### 指示 A
常楽寺石積遺構群について述べた文章を、2文で要約してください。
### 指示 B
常楽寺石積遺構群について述べた文章を、最後の文の後から書き続けてください。

### 文書の抜粋
えっ!!、熊山遺跡に似た石積みですって?

 県道?から少し山道を入ったところにあったのが「常楽寺石積遺構群」。目指す「大廻り小廻り山城跡」のすぐ手前にある古いお寺が常楽寺です。その裏山といったところにこの遺跡群がありました。
 何と「熊山の石積み遺構の一種」だそうです。熊山と違ってこちらは土に覆われ巨木や草木が生い茂っているのですが、最大のものは3段積みで下段が10m×10mの規模です。経塚とかお墓などの説もあり、これからの課題なんでしょうね。いやむしろ石積みが後に経塚やお墓に利用されたという考えもあるとか?。
 「(大廻り小廻り)古代山城が野に帰っていく過程で霊場化されていきます。そのなかで常楽寺が出来、その近辺に経塚やお墓がセットである・・・という姿なんでしょうね。」まことにわかりやすい説明でした。

### データファイルの一部
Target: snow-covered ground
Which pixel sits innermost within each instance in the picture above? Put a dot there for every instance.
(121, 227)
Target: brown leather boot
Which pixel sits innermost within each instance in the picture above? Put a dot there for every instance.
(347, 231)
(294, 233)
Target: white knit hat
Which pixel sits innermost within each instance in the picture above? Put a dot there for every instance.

### 出力結果 A
常楽寺の裏山には熊山の石積み遺構の一種とされる「常楽寺石積遺構群」があり、土に覆われて草木が生い茂るなか、最大のものは3段積みで下段が10m×10mの規模です。経塚や墓とする説のほか、石積みが後に経塚や墓に利用されたという考えもあり、古代山城が野に帰っていく過程で霊場化し、常楽寺ができたという説明がされています。

### 出力結果 B
写真左は崩れた石積み。右は最大のもので、草木に覆われ底辺が10m×10m。

そして古代山城の遺構群へ

 歩いているうちに、前のほうが立ち止まっています。「ここからが城内です。で、土塁がこの県道で切られていまして、ここにその列石が露出しています。」なるほど、地図では古代山城を取り巻く土塁と県道との交差する位置でした。ふ~ん、じゃあこの反対側にも列石が続いているんだ・・・。
 続いて訪れたのは大廻り山の西、取り巻く土塁の北側です。戦後の開拓団の廃屋を横目に進んで、立ったのがこれでした。「皆さんが立っているのが土塁の上です。私が居るのが下側。けっこうなだらかな土塁でしょう?これで戦時の役に立ったかどうか、ちょっと疑問です。」
 どうやらこの古代朝鮮式山城、いろいろと謎を含んでいるようなんです。
 これは、小廻り山から下った位置の土塁跡に立った時も同じでした。
 「列石外の柱穴がない」=版築技法がちがう?。「山城という大規模軍事施設なのに、土塁はなだらかで実用的でない」?
 こうした疑問は今後の調査に待たれるようでした。
左は大廻り下の土塁。左下(むこう)が土塁下で手前が上。右写真は小廻り山へ行く途中の土塁。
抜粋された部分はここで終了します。